EXERCISE REQUIREMENTS –
**1.** In the hearing transcript, what reason does Battles give for being there?
**2.** Please pick up the hearing transcript right after its final line and keep it going.

DOCUMENT TEXT –

──────

BATTLES: I would like to know myself who is responsible for the war. I know it's not me. I know it's not Lt Calley because I am sure he wouldn't have made the point to get a ticket on the airplane to go to Vietnam and do the things like he did in My Lai. The result of Regtation and just the way things are in Vietnam, is the reason for that. That's what happened. The guilt doesn't enter my mind on something that happened with Calley. Guilt doesn't enter the picture. The fact that the war is going on - that is the guilt.
In today's society with all the advances we have, it is hard for me to believe that something like this is still going on.
DELLUMS: Congressmen Rosenthal.
ROSENTHAL: How do you react from the comment that I have heard from some people that "War is hell, has always been hell, people get killed, women and children get killed if they happen to be there. If they do, that's unfortunate. Now, how do you react to that?
BATTLES: I don't even believe in, well, I came home, I think, about in the 4th grade as a child with a black eye. and I was told that, of course, "You don't fight to solve your problems." Well, when I was in basic training, I asked my mother what I should do, "I have to stab a bayonet in human silhouettes," and I asked her that question and she said that "That's the way it is." Well, if that's true I think something should be done.
ROSENTHAL: When your mother said that "That's the way it is," that is what I am trying to convey to you. Wh at is your reaction to that?
BATTLES: Well, the reason I am here is that I am trying to change the way it is.
ROSENTHAL: You don't think that's the way it ought to be?
BATTLES: Certainly not. Do you?
ROSENTHAL: No, I don't.
CONYERS: That's why he is here.
BATTLES: Exactly.
ROSENTHAL: Do you think we are all guilty? Rather than say guilty, let's say responsible.

──────

(Image outline annotation entries)
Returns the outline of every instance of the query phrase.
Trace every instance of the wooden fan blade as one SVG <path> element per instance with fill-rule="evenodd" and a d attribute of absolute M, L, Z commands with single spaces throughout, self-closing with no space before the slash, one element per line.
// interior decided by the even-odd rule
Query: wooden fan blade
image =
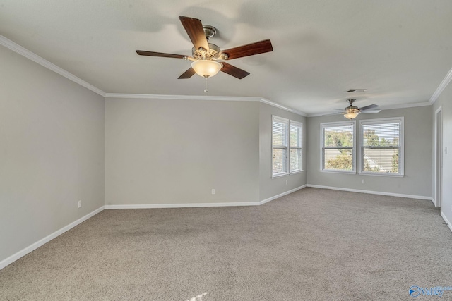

──────

THE REPLIES –
**1.** He says he is trying to change the way it is.

**2.**
BATTLES: Every poll I ever saw in the US, whether it be 5 people on the street or a million in a larger city, the majority of the people in the USA are not for this war. They either want out, or, well, they want out. and if this is a democracy, and a majority want out of Vietnam, why are we in Vietnam?
That's what I would like to know.
ROSENTHAL: Just 1 more question: How do you think it's possible that Amer boys can do the things you told us about?
BATTLES: Well, it's a way of life.
ROSENTHAL: How can they kill women and children?
BATTLES: Well, it's a way of life in Vietnam from the time you get there. I didn't want to do the things I did. I didn't want to participate. I was following orders though. If you are in the front squad and they say, "Disperse," and you get on line, and you fire at people running, you know, that's your job. If you are an infyman that is your job. My mom said at a PTA meeting that some boys are trained to be engineers and they come on home as engineers. Now what do you do with what do you do if you are trained as a killer? Do you join the Mafia?
ROSENTHAL: Well, Viet me ask 1 more question: What does your mother think of all this now?
BATTLES: Well, she is a very, very changed person from what she used to be. From my letters and other people's letters, she has certainly changed.
ROSENTHAL: Thank you, Mr Chmn.
DELLUMS: Thank you. We have also been joined, to our far right, by Mr William Ryan from NY.
RYAN: Thank you. You described the killings of the woman and the child in the well. Was that reported to any higher authority?
BATTLES: I imagine there was in the body-count. Any time we are
RYAN: Well, except as a statistic, was it reported as a killing of an elderly woman and a 7 year-old child, and something that should not ever have happened?
BATTLES: To tell you for sure, I can't say. It wasn't my job to do that. I was relatively new and I was, frankly, shocked. I was just absolutely shocked that it happened.
RYAN: I am sorry, I did not hear what Div you were in?
BATTLES: I was in the Americal Div, 11th Bgd, I/20.
RYAN: Now let me ask this as a genl question, maybe you can't answer it, maybe you can: It has been my impression of reading accounts of activities in Vietnam and talking with servicemen and of what we have read of the Calley trial, that Amer soldiers varied from outfit to outfit. That it was some Divs that were more prone to engage in this type of activity that you described, more so than other Divs. Now my impression is that this is a function of the attitude of those people in the particular Divs. Now is there any merit in my impression?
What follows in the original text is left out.